● WRITTEN REQUEST
Translate into French this sentence from the ImaGen app description below: "MNN (CPU/GPU) backend is available in code for non-Qualcomm devices."

● TEXT BLOCK

ImaGen

Personal note from the project owner

I am not a software developer and I do not know programming languages professionally. This project has been built purely through vibe coding, iterative testing, and continuous refinement with AI assistance.

ImaGen is an open-source Android app for fully on-device image generation using Stable Diffusion 1.5 with Qualcomm QNN NPU acceleration.

No cloud. No accounts. No data leaves the device.

Download

Get the latest signed APK from Releases.

Project Status

Area	Status
SD 1.5 / QNN generation	✅ Stable
Face Refine pipeline	✅ Stable
Highres Fix / Upscale	✅ Stable
Hilt DI + Architecture	✅ Active (KSP 2.3.6 + Hilt 2.56)
CI / Release workflow	✅ Active (instrumented tests, artifact reuse)
SDXL-Turbo on-device	🟡 Research — 8/8 QNN graphs validated on SM8550

Features

txt2img — generate images from text prompts with prompt weights (word:1.5)
img2img — refine existing images with denoise control
Inpainting — paint a mask and regenerate selected regions
Upscaling x2/x4 — ONNX-based post-generation upscale
Face Precision — automatic face detection + SD refinement with quality gate (Adetailer-style)
Error recovery — categorized failure causes with actionable suggestions
Highres Fix — second-pass img2img at 512×512 for improved detail
Live preview — SSE streaming of intermediate steps during generation
20 QNN models — built-in catalog from xororz/sd-qnn
Fast mode — reduced-step preset for quick iterations
Gallery — persistent history with metadata and search
Scheduler selection — DPM++ 2M Karras, Euler Ancestral
Infinite pager — swipe for variations with random seed
Batch generation — queue multiple generations
16 languages — English, Spanish, Portuguese, German, French, Russian, Italian, Turkish, Polish, Arabic, Japanese, Indonesian, Korean, Persian, Hebrew, Ukrainian

Supported Devices

Chipset	NPU Backend
Snapdragon 8 Gen 1 (SM8450)	QNN HTP
Snapdragon 8 Gen 2 (SM8550)	QNN HTP
Snapdragon 8 Gen 3 (SM8650)	QNN HTP
Snapdragon 8 Elite (SM8750)	QNN HTP

MNN (CPU/GPU) backend is available in code for non-Qualcomm devices.

● DATA RECORDS
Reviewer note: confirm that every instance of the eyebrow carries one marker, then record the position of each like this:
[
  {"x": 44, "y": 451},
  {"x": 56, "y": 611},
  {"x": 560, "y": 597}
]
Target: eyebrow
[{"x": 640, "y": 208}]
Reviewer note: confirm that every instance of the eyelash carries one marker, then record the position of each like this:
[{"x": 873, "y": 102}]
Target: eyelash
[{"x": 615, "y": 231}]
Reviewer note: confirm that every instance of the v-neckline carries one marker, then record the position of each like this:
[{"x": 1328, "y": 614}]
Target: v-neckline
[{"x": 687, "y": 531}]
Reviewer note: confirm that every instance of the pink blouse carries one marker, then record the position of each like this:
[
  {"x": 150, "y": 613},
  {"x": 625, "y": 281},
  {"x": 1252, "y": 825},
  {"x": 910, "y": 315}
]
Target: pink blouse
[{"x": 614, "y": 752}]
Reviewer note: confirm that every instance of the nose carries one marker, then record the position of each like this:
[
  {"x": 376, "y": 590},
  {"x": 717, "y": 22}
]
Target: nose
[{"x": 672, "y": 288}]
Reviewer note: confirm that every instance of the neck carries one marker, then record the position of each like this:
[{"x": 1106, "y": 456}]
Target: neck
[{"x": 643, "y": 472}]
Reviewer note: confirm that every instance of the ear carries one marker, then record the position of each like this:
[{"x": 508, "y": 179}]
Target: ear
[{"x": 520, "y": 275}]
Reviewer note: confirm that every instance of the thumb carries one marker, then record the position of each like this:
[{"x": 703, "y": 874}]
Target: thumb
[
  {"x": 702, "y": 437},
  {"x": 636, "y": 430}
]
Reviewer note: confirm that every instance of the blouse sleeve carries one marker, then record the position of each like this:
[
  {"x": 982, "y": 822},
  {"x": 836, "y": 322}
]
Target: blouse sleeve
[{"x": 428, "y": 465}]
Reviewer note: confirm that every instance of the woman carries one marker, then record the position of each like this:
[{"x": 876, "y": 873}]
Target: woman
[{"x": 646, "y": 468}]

● RESULT OF THE TASK
Le backend MNN (CPU/GPU) est disponible dans le code pour les appareils non Qualcomm.